_Teks yang Diekstrak_

# # # # #

KEESAAN DAN SIFAT TRINITARIS TUHAN
DALAM KITAB PERJANJIAN BARU
Dalam sejarah karya penyelamatan terhadap umat manusia, Firman YHWH menjadi manusia (Yoh 1:1,14) bernama Yesus (Yahshua, Mat 1:21) dan Roh YHWH diutus untuk tinggal dalam diri orang yang menerima Yesus sebagai Mesias dan Anak Tuhan (Yoh 14:26; 15:26).
Firman yang menjadi manusia bernama Yesus (Yahshua) disebut dengan Anak Tuhan (Ibr: Ben Elohim/Yun: Huiou tou Theou) dan Roh YHWH yang berdiam dalam diri orang beriman disebut Roh Kudus atau Penghibur (Ibr: Melits/Yun: Parakletos).
Yesus sebagai perwujudan Firman yang menjadi manusia menyebut YHWH dengan sebutan Tuhan (Ibr: Elohim/Yun: Theos, Yoh 4:24; 14:1) dan Bapa Sorgawi (Mat 6:9, Yoh 10:30).

# # # # #

_Daftar Tugas_
a. Jawablah pertanyaan berikut berdasarkan teks tentang sifat trinitaris Tuhan:
(i) Siapa nama Firman yang menjadi manusia?
(ii) Apa sebutan bagi Roh YHWH yang berdiam dalam diri orang beriman?
(iii) Dengan sebutan apa Yesus menyebut YHWH?
b. Kutip tanpa perubahan bagian teks tentang sifat trinitaris Tuhan mulai dari "Yesus sebagai perwujudan" sampai dengan "6:9, Yoh 10:30).".

_Bagian Data_
# # # # #

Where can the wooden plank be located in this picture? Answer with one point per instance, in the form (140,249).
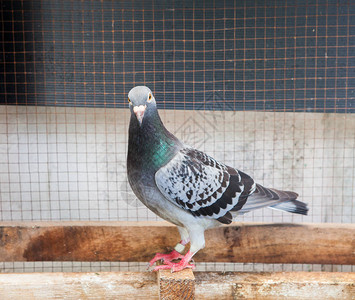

# # # # #

_Jawaban per Tugas_
a.
(i) Yesus (Yahshua).
(ii) Roh Kudus atau Penghibur (Ibr: Melits/Yun: Parakletos).
(iii) Tuhan (Ibr: Elohim/Yun: Theos) dan Bapa Sorgawi.

b.
Yesus sebagai perwujudan Firman yang menjadi manusia menyebut YHWH dengan sebutan Tuhan (Ibr: Elohim/Yun: Theos, Yoh 4:24; 14:1) dan Bapa Sorgawi (Mat 6:9, Yoh 10:30).